*** PROVIDED DATA Section Begins ***

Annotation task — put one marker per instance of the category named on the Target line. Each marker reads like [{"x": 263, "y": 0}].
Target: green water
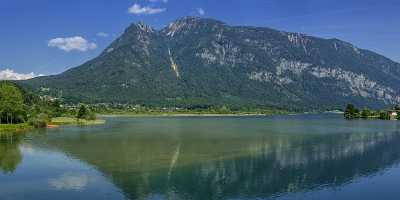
[{"x": 238, "y": 158}]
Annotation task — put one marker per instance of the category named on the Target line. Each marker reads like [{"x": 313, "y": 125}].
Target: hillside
[{"x": 196, "y": 61}]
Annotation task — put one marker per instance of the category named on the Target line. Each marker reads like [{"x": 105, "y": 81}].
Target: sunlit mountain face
[
  {"x": 196, "y": 61},
  {"x": 220, "y": 158}
]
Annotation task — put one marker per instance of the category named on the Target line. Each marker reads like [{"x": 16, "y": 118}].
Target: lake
[{"x": 201, "y": 158}]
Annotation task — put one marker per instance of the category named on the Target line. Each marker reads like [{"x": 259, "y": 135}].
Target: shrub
[{"x": 39, "y": 121}]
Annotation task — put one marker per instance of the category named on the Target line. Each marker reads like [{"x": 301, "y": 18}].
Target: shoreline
[{"x": 190, "y": 115}]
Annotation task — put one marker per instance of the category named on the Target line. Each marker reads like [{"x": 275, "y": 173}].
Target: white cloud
[
  {"x": 145, "y": 10},
  {"x": 155, "y": 1},
  {"x": 68, "y": 44},
  {"x": 102, "y": 34},
  {"x": 9, "y": 74},
  {"x": 201, "y": 11}
]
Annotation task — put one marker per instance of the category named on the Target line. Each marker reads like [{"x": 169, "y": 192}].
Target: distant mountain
[{"x": 197, "y": 61}]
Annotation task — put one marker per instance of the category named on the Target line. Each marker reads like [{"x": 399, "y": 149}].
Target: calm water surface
[{"x": 201, "y": 158}]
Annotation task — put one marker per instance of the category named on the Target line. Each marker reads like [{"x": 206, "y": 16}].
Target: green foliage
[
  {"x": 39, "y": 121},
  {"x": 365, "y": 113},
  {"x": 85, "y": 113},
  {"x": 10, "y": 155},
  {"x": 384, "y": 115},
  {"x": 351, "y": 112},
  {"x": 129, "y": 74},
  {"x": 12, "y": 107}
]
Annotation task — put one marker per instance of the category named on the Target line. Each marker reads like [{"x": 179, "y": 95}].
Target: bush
[{"x": 39, "y": 121}]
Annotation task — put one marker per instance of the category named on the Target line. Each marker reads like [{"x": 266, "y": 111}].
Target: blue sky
[{"x": 48, "y": 36}]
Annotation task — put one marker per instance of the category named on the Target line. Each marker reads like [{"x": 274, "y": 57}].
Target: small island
[
  {"x": 351, "y": 112},
  {"x": 22, "y": 110}
]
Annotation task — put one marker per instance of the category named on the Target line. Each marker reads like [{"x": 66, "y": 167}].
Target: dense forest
[
  {"x": 26, "y": 109},
  {"x": 351, "y": 112}
]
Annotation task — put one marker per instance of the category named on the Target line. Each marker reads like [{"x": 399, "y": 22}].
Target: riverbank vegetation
[
  {"x": 140, "y": 110},
  {"x": 352, "y": 112},
  {"x": 22, "y": 110}
]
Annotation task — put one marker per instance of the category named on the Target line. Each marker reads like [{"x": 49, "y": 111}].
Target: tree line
[
  {"x": 352, "y": 112},
  {"x": 18, "y": 105}
]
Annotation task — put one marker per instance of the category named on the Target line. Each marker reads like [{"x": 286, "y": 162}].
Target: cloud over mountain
[
  {"x": 137, "y": 9},
  {"x": 9, "y": 74},
  {"x": 76, "y": 43}
]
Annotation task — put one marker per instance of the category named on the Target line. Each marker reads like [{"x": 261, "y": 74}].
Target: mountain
[{"x": 196, "y": 61}]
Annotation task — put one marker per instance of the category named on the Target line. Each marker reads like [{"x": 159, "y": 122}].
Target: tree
[
  {"x": 11, "y": 104},
  {"x": 83, "y": 112},
  {"x": 384, "y": 115},
  {"x": 365, "y": 113},
  {"x": 351, "y": 112}
]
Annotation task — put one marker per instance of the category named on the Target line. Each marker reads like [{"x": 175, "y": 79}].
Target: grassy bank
[
  {"x": 7, "y": 128},
  {"x": 75, "y": 121}
]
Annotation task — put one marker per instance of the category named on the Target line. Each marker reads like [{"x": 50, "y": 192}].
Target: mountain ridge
[{"x": 197, "y": 61}]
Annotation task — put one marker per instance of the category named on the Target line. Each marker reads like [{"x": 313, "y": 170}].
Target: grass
[
  {"x": 7, "y": 128},
  {"x": 74, "y": 121}
]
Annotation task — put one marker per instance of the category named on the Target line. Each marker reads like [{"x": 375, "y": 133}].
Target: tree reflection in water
[{"x": 10, "y": 154}]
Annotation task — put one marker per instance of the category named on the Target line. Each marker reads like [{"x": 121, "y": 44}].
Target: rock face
[{"x": 196, "y": 61}]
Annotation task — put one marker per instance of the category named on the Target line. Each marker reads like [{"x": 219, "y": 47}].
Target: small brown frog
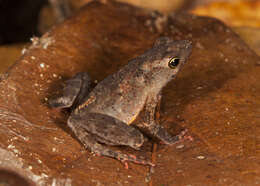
[{"x": 102, "y": 116}]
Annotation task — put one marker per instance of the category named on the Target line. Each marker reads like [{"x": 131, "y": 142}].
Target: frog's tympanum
[{"x": 102, "y": 116}]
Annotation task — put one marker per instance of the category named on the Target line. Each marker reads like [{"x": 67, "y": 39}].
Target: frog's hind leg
[
  {"x": 73, "y": 93},
  {"x": 150, "y": 125},
  {"x": 92, "y": 127}
]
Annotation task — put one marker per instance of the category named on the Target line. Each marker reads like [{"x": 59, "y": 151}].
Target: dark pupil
[{"x": 175, "y": 62}]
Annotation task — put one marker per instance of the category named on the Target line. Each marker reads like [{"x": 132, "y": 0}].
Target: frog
[{"x": 102, "y": 116}]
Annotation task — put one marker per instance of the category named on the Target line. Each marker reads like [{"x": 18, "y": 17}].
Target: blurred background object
[{"x": 22, "y": 20}]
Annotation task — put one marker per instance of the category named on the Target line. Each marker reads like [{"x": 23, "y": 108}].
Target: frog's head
[{"x": 166, "y": 58}]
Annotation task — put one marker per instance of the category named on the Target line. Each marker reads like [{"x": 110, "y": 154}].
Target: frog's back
[{"x": 121, "y": 95}]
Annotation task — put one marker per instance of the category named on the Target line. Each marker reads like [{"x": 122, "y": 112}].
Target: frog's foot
[
  {"x": 124, "y": 158},
  {"x": 73, "y": 92},
  {"x": 166, "y": 138},
  {"x": 89, "y": 141}
]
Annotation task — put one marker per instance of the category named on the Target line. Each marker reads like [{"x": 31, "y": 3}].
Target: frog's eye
[{"x": 173, "y": 63}]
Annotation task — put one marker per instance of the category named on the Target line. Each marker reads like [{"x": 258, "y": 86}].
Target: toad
[{"x": 103, "y": 116}]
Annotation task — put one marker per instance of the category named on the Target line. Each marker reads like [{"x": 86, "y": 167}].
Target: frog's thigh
[
  {"x": 74, "y": 90},
  {"x": 108, "y": 130},
  {"x": 89, "y": 141}
]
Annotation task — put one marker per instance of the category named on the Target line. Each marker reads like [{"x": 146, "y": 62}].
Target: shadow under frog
[{"x": 102, "y": 116}]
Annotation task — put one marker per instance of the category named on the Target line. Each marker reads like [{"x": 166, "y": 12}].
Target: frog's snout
[{"x": 137, "y": 142}]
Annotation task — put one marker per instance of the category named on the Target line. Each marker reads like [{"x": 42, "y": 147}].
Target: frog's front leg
[
  {"x": 155, "y": 129},
  {"x": 73, "y": 93},
  {"x": 92, "y": 129}
]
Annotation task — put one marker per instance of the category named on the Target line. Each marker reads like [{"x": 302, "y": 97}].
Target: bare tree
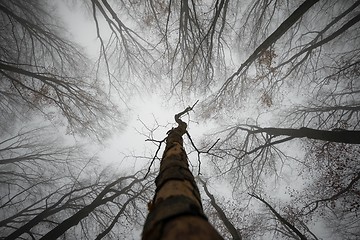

*** PROVIDED DATA Section Ends ***

→ REQUIREMENT
Return every line of the records exactly as given, pictures excluded.

→ ANSWER
Annotation task — put one marker per instance of the category named on the Target line. Each marker reads like [{"x": 263, "y": 0}].
Target: green water
[{"x": 238, "y": 158}]
Annotation task — put one marker per instance of the category named on the Target line. Each marker reads like [{"x": 313, "y": 125}].
Target: hillside
[{"x": 196, "y": 61}]
Annotation task — put one marker per instance of the category named on the Target line. Each marker reads like [{"x": 105, "y": 81}].
Target: sunlit mountain face
[
  {"x": 196, "y": 61},
  {"x": 220, "y": 158}
]
Annotation task — put one marker per instance of the category named on the Target line. Each marker reads like [{"x": 16, "y": 118}].
Target: lake
[{"x": 201, "y": 158}]
Annotation task — put one marker per instance of the category named on the Target line. Each marker reads like [{"x": 259, "y": 135}].
Target: shrub
[{"x": 39, "y": 121}]
Annotation task — put one marker per instance of the category named on the Target line. Each marker reads like [{"x": 301, "y": 18}].
Target: shoreline
[{"x": 190, "y": 115}]
Annotation task — put one marker per instance of the category named on the Target line. Each marker reads like [{"x": 275, "y": 173}].
Target: white cloud
[
  {"x": 145, "y": 10},
  {"x": 155, "y": 1},
  {"x": 68, "y": 44},
  {"x": 102, "y": 34},
  {"x": 9, "y": 74},
  {"x": 201, "y": 11}
]
Annotation task — put one marker per instance of the category named on the Target line. Each marker reads like [{"x": 169, "y": 192}].
Target: distant mountain
[{"x": 197, "y": 61}]
Annotation task — put one marker per instance of the category named on the Target line. Each marker reads like [{"x": 399, "y": 149}].
Target: calm water surface
[{"x": 201, "y": 158}]
Annotation task — put one marker per instance of the category named on the Target line. Each marker reads like [{"x": 206, "y": 16}].
Target: green foliage
[
  {"x": 39, "y": 121},
  {"x": 365, "y": 113},
  {"x": 85, "y": 113},
  {"x": 10, "y": 155},
  {"x": 384, "y": 115},
  {"x": 351, "y": 112},
  {"x": 129, "y": 74},
  {"x": 12, "y": 107}
]
Annotation task — put one marker per instance of the category named on the Target line. Each marker reads like [{"x": 179, "y": 95}].
Target: bush
[{"x": 39, "y": 121}]
Annotation task — put one marker per instance of the category named on the Target line. Each marker reads like [{"x": 266, "y": 111}].
Target: blue sky
[{"x": 48, "y": 36}]
Annotation task — put one marker per instance of the category named on the Target line. Each marker reads like [{"x": 274, "y": 57}].
Target: small island
[
  {"x": 351, "y": 112},
  {"x": 22, "y": 110}
]
Annotation task — put one marker per instance of the category named on the Target line. Each marker reads like [{"x": 66, "y": 167}].
Target: dense forest
[
  {"x": 26, "y": 109},
  {"x": 351, "y": 112}
]
Annotation task — put one marker per instance of the category named on the Target line. Each marker reads like [{"x": 399, "y": 22}].
Target: riverbank vegetation
[
  {"x": 140, "y": 110},
  {"x": 352, "y": 112},
  {"x": 22, "y": 110}
]
Annotation task — put one marker per instance of the category named on the Target line. Each marker reads like [{"x": 49, "y": 111}].
Target: tree line
[
  {"x": 352, "y": 112},
  {"x": 18, "y": 105}
]
Annotation task — put one marker per instance of the category named on the Target line. Each marker reads like [{"x": 286, "y": 162}].
Target: cloud over mountain
[
  {"x": 137, "y": 9},
  {"x": 9, "y": 74},
  {"x": 76, "y": 43}
]
Annotation task — put one marker per instance of the category named on the Target line. Each marker reads like [{"x": 261, "y": 74}].
Target: mountain
[{"x": 196, "y": 61}]
Annotation task — put one marker per instance of the category named on the Target line. Each marker reads like [{"x": 159, "y": 122}].
Target: tree
[
  {"x": 11, "y": 104},
  {"x": 83, "y": 112},
  {"x": 384, "y": 115},
  {"x": 365, "y": 113},
  {"x": 351, "y": 112}
]
Annotation task — put one marker per instance of the category named on the Target line. Each marker reads like [{"x": 175, "y": 79}].
Target: grassy bank
[
  {"x": 7, "y": 128},
  {"x": 75, "y": 121}
]
Annotation task — put one marker per instance of the category named on the Target line. Each marker reads like [{"x": 50, "y": 192}].
Target: mountain ridge
[{"x": 197, "y": 61}]
Annotation task — put one marker per instance of the category named on the Target line. Each marker reads like [{"x": 313, "y": 170}].
Target: grass
[
  {"x": 7, "y": 128},
  {"x": 74, "y": 121}
]
Annotation task — put one marker per instance of the category named on the Target line. Each marker reads like [{"x": 375, "y": 133}].
Target: tree reflection in water
[{"x": 10, "y": 154}]
Annotation task — put one marker per instance of the category named on the Target line. Each marker reads like [{"x": 121, "y": 44}].
Target: rock face
[{"x": 196, "y": 61}]
Annotation task — put one marker per instance of the category named on the Target line. Each marker reads like [{"x": 219, "y": 47}].
Target: small brown frog
[{"x": 102, "y": 116}]
Annotation task — put one marker per instance of the category named on the Target line. Each marker reads like [{"x": 131, "y": 142}].
Target: frog's tympanum
[{"x": 102, "y": 116}]
Annotation task — put one marker per instance of the category named on the Target line. Each marker reads like [{"x": 67, "y": 39}].
Target: frog's hind leg
[
  {"x": 73, "y": 93},
  {"x": 150, "y": 125},
  {"x": 92, "y": 127}
]
Annotation task — put one marker per instance of the category named on the Target line. Each marker reads like [{"x": 59, "y": 151}].
Target: dark pupil
[{"x": 175, "y": 62}]
Annotation task — put one marker per instance of the category named on the Target line. Each marker reads like [{"x": 132, "y": 0}].
Target: frog
[{"x": 102, "y": 116}]
Annotation task — put one marker per instance of the category named on the Target line. Each marker reads like [{"x": 18, "y": 17}].
Target: blurred background object
[{"x": 22, "y": 20}]
Annotation task — put one marker per instance of the category named on the Target line. Each marker reads like [{"x": 23, "y": 108}].
Target: frog's head
[{"x": 166, "y": 58}]
Annotation task — put one marker per instance of the category named on the Target line. Each marker reads like [{"x": 110, "y": 154}].
Target: frog's back
[{"x": 121, "y": 95}]
Annotation task — put one marker per instance of the category named on the Target line. Each marker reads like [{"x": 122, "y": 112}].
Target: frog's foot
[
  {"x": 124, "y": 158},
  {"x": 73, "y": 92},
  {"x": 166, "y": 138},
  {"x": 89, "y": 141}
]
Annotation task — put one marker per instance of the category named on the Target line. Each marker reads like [{"x": 31, "y": 3}].
Target: frog's eye
[{"x": 173, "y": 63}]
Annotation task — put one marker per instance of the category named on the Target line. Each marker reads like [{"x": 258, "y": 86}].
Target: toad
[{"x": 103, "y": 116}]
Annotation task — put one marker per instance of the category named on the Target line. Each marker reads like [{"x": 86, "y": 167}].
Target: frog's thigh
[
  {"x": 74, "y": 90},
  {"x": 108, "y": 130},
  {"x": 89, "y": 141}
]
Annotation task — put one marker per instance of the category named on the Target line. Each marker reads like [{"x": 146, "y": 62}].
Target: shadow under frog
[{"x": 102, "y": 116}]
Annotation task — put one marker per instance of the category named on the Target line. Each marker reads like [{"x": 166, "y": 12}].
Target: frog's snout
[{"x": 137, "y": 142}]
Annotation task — put one marker per instance of the category named on the Target line. Each marker reads like [{"x": 42, "y": 147}].
Target: frog's front leg
[
  {"x": 155, "y": 129},
  {"x": 73, "y": 93},
  {"x": 92, "y": 129}
]
Annotation task — put one marker per instance of the category named on the Target line. Each marker reads like [{"x": 302, "y": 97}].
Target: bare tree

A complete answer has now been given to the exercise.